## DOCUMENT EXCERPT
I ran into an issue with permissions while adding a character device to a running container.
The device is configured in a profile. When I add the profile to a running container, accessing the device only works partially. Depending on how I invoke a command that uses the device file, either the command can access the device, or opening the device file results in error EPERM.
For example lxc exec <container> -- sudo -u <user> <command> works, while ssh <user>@<container-ip> -- <command> results in EPERM.
If I add the profile before starting the container (or restart the container after adding it), accessing the device always works as expected.
Am I expected to add the device before starting the container, or did I miss something in the configuration? Any hints are highly appreciated.
Can you give a more complete reproducer as well as tell us what version of LXD you’re using?
Adding it or changing it in the profile should work fine, but we may have an issue with updating cgroup configuration causing the EPERM, more details would be appreciated.
The device in question is /dev/EtherCAT0. It is created by this kernel module. So reproducibility is somewhat limited.
I tried to reproduce it with a cloned /dev/zero (mknod /dev/foo c 1 5) with the same access rights as the device in question, but that worked as expected with no issue.
I think the problem is that the devices cgroup does only propagate “deny” changes down the hierarchy, but not allow (and even then only making sure you never have more permissions lower in the hierarchy). Since the container is already running, there is {system,user}.slice that both miss the permission for the device.

## DATA RECORDS

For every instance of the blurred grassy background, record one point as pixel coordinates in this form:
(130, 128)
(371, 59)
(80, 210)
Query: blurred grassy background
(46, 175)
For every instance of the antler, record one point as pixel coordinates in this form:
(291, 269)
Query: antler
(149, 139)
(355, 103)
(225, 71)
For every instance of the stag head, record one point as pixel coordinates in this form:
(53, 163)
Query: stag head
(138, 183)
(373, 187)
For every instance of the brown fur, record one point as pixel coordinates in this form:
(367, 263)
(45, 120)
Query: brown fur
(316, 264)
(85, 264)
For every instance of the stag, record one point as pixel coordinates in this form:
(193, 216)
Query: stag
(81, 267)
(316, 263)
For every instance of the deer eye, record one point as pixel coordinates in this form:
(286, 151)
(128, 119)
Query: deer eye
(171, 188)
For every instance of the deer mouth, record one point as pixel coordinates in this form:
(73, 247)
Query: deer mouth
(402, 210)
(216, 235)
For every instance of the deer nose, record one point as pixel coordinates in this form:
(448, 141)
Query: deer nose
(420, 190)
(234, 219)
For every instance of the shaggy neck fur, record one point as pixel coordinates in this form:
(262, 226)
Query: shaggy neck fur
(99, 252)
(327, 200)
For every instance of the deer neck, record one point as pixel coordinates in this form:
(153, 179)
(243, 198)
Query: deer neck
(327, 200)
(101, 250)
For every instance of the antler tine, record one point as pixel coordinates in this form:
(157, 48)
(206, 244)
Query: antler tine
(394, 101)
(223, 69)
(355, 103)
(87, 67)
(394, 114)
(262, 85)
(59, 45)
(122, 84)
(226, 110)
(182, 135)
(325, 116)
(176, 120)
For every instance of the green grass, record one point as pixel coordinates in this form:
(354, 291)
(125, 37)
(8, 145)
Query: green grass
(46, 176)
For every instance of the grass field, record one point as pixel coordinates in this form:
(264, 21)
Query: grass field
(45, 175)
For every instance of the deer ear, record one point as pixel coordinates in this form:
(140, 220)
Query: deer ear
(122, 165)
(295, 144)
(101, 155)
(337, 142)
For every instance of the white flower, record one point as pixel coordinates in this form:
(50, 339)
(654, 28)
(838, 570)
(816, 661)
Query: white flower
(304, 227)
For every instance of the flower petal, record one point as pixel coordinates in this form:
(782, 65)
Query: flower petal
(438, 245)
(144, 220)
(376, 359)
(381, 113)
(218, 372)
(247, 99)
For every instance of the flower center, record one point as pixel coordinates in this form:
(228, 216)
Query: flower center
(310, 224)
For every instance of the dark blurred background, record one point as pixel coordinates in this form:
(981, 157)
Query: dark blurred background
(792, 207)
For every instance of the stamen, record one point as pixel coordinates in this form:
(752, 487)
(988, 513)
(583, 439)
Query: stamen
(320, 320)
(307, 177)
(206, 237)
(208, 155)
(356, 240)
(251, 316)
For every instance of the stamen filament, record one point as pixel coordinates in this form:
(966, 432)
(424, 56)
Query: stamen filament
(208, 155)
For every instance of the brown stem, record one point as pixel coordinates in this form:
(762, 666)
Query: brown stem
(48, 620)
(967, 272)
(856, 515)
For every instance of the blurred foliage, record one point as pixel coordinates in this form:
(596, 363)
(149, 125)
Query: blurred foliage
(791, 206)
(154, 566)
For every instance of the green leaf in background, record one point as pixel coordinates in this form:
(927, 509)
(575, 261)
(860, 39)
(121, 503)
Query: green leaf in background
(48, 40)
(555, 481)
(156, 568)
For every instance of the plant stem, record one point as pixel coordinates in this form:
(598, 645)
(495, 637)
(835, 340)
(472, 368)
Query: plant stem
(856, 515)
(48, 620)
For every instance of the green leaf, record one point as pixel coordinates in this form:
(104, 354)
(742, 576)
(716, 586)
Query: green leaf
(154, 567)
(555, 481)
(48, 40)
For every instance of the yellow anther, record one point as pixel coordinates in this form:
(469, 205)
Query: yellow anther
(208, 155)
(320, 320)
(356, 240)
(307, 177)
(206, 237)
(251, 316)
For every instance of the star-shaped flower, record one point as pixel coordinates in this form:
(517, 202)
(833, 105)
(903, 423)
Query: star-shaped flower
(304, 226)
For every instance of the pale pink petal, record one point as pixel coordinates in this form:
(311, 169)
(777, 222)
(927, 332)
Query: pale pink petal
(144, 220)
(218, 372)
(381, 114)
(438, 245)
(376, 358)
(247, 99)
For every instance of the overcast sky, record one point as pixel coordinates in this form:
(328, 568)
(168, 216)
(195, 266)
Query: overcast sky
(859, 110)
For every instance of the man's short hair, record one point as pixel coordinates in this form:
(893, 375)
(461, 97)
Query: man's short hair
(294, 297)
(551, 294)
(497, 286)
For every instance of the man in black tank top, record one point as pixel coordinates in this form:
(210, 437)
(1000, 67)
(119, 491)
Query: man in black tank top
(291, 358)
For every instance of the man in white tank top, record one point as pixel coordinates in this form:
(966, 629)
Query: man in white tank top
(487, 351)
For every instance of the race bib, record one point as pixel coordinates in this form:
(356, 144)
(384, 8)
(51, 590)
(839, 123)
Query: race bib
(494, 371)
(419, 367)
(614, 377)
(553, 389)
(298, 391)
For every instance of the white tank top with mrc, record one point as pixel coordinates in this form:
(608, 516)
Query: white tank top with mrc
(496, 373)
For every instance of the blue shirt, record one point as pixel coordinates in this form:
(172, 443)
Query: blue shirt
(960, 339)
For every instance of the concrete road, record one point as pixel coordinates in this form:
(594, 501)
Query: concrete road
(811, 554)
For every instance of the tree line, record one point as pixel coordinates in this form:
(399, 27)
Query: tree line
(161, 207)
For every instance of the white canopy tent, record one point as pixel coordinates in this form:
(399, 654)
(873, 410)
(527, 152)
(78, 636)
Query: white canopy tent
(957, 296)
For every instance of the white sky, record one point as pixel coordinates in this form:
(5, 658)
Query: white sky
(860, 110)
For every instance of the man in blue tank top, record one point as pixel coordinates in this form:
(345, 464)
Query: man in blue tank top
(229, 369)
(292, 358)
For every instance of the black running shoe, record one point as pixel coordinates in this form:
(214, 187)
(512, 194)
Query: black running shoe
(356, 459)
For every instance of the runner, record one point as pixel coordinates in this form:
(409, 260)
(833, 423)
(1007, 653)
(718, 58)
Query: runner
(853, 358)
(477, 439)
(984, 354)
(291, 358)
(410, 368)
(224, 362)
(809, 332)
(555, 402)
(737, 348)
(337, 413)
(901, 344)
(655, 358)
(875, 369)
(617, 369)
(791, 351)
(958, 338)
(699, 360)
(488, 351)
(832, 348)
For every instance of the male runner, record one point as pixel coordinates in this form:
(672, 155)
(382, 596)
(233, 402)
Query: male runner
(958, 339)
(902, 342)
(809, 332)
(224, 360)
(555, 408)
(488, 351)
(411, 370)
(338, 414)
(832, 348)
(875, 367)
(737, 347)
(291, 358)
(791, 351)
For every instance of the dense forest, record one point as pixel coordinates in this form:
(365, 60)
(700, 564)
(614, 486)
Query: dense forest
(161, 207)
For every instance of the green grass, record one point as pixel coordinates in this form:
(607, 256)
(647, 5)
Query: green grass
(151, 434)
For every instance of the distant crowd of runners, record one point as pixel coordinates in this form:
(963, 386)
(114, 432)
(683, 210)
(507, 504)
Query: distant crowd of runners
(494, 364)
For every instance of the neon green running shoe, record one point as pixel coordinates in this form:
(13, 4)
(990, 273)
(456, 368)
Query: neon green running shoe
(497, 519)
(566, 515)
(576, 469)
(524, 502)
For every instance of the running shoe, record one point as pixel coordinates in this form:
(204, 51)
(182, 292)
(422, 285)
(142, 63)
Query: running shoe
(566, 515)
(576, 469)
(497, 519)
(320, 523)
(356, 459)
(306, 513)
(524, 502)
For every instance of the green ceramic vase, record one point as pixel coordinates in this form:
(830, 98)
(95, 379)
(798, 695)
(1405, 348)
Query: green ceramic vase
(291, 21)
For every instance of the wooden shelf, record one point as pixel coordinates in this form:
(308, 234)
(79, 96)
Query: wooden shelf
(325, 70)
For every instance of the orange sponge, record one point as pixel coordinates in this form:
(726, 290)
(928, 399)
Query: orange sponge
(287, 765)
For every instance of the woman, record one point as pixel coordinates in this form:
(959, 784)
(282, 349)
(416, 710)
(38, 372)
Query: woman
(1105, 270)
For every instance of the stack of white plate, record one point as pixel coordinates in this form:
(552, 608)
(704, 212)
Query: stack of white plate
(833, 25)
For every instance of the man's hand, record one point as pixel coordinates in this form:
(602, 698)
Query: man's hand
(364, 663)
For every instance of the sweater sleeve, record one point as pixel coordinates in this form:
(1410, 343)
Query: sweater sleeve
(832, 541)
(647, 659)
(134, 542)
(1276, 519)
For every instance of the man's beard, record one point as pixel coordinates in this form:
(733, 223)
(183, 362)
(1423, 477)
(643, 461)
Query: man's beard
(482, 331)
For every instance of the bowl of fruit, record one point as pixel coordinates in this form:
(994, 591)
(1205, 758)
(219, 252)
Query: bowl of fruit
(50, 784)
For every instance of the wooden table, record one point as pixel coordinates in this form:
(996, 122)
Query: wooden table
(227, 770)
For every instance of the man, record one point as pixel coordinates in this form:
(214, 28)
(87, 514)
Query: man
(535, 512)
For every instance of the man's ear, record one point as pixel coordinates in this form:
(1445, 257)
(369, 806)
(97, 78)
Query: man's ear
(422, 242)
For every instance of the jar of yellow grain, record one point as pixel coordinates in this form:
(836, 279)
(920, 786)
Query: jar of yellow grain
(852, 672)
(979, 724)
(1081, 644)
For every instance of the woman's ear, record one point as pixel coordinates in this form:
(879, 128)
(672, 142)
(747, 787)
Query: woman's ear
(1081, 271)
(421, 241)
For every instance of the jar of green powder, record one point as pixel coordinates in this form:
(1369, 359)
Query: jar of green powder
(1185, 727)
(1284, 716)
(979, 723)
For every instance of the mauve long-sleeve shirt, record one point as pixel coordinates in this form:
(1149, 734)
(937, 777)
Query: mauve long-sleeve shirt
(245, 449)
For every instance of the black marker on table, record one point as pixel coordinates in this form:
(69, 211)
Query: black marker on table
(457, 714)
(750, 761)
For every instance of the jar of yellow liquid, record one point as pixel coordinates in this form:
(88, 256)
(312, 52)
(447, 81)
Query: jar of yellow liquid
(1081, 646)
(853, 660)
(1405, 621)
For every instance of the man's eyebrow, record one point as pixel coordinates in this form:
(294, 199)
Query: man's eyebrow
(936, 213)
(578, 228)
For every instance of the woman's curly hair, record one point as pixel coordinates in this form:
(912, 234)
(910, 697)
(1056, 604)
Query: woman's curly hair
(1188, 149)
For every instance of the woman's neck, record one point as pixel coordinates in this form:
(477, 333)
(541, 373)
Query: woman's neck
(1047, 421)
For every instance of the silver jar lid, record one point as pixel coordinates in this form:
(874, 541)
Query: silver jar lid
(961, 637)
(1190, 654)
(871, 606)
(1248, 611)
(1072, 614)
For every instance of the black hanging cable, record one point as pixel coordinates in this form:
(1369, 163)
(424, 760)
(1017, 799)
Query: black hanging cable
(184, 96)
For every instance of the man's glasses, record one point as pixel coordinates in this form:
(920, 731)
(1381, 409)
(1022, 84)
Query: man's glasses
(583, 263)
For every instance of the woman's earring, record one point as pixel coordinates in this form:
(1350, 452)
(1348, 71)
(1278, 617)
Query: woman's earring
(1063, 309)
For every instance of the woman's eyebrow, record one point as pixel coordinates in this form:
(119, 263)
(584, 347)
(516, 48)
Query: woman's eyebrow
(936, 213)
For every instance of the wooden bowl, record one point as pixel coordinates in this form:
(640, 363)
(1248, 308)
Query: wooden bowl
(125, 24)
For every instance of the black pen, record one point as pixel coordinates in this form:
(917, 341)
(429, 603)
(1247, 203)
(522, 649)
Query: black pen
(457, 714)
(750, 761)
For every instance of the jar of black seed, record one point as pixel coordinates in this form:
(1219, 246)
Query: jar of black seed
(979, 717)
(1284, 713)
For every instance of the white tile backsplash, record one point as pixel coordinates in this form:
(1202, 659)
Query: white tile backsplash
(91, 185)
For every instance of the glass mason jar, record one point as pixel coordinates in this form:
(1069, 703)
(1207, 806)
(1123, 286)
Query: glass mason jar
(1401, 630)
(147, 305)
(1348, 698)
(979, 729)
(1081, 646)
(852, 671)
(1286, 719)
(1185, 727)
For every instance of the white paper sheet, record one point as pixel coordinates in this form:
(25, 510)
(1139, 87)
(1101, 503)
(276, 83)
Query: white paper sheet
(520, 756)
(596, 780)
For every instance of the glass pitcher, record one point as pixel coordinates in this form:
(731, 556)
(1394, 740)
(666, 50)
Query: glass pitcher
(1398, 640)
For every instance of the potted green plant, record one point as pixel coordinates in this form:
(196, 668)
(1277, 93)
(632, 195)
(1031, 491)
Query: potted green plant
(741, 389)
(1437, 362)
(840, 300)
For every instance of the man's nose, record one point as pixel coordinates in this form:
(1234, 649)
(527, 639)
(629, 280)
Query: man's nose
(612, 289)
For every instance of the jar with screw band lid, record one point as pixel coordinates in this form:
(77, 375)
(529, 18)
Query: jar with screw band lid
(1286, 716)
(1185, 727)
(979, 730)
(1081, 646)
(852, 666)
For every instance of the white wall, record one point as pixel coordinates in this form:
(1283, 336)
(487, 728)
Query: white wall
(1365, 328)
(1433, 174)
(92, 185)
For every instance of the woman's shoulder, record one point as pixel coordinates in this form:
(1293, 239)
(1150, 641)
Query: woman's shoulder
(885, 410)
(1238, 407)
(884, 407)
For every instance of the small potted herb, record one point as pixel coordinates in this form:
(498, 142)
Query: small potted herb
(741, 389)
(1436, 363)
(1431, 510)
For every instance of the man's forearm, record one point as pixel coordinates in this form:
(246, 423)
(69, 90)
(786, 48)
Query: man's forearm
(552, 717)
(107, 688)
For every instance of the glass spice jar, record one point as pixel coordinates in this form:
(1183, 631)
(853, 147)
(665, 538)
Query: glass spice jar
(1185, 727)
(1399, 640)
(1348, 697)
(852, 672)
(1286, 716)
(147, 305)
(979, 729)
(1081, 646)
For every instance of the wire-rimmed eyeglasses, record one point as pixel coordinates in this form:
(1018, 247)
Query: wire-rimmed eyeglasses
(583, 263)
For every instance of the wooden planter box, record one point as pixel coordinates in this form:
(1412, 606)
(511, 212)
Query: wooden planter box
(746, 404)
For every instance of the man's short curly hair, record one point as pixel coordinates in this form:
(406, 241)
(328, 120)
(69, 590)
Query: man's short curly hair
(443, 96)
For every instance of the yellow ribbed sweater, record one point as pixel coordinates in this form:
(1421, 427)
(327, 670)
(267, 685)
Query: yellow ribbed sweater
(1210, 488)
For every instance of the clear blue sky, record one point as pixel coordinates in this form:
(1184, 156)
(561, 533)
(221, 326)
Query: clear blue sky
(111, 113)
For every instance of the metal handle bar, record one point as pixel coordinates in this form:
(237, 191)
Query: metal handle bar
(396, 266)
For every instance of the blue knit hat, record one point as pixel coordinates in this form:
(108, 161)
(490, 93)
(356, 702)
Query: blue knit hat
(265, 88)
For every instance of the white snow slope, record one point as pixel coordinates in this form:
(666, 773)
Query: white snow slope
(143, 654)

## EXERCISE SET
1. Translate this sentence from the LXD device permissions thread into Spanish: "If I add the profile before starting the container (or restart the container after adding it), accessing the device always works as expected."
2. Extend the forum thread on device permissions in a running LXD container, picking up right after its final sentence.

## TASK ANSWERS
1. Si añado el perfil antes de iniciar el contenedor (o reinicio el contenedor después de añadirlo), el acceso al dispositivo siempre funciona como se espera.

2.
I assume that lxc exec runs inside the containers root cgroup while ssh runs inside one of the cgroups that do not have this permission. Durign the reboot case, the containers root cgroup will have the device permission set from the start, all groups created later will inherit the entries.
I just check devices.list in /sys/fs/cgroup/devices/ and /sys/fs/cgroup/devices/{system,user}.slice/. And indeed the device is listed in /sys/fs/cgroup/devices/devices.list but not in {system,user}.slice/devices.list. But it is listed after restarting the container.
Would that confirm @eraserix explanation?
Yeah, it would… this lack of propagation is a bit annoying…
It’s always kinda hard to know what the user actually expects in those sceneraios, what you want here (propagation to all child cgroups) may well be considered a security issue by others…
@brauner anything we can do to make this suck less?
This is the cgroup inside the container? Not really I’d say from LXC’s perspective. If it doesn’t propagate to already created device cgroups than that’s likely a kernel thing. But deny settings do propagate? Hm, that sounds intentional such that you don’t accidently propagate additional device permissions per default to unprivileged users.
device cgroups maintain hierarchy by making sure a cgroup never has more
access permissions than its parent. Every time an entry is written to
a cgroup’s devices.deny file, all its children will have that entry removed
from their whitelist and all the locally set whitelist entries will be
re-evaluated.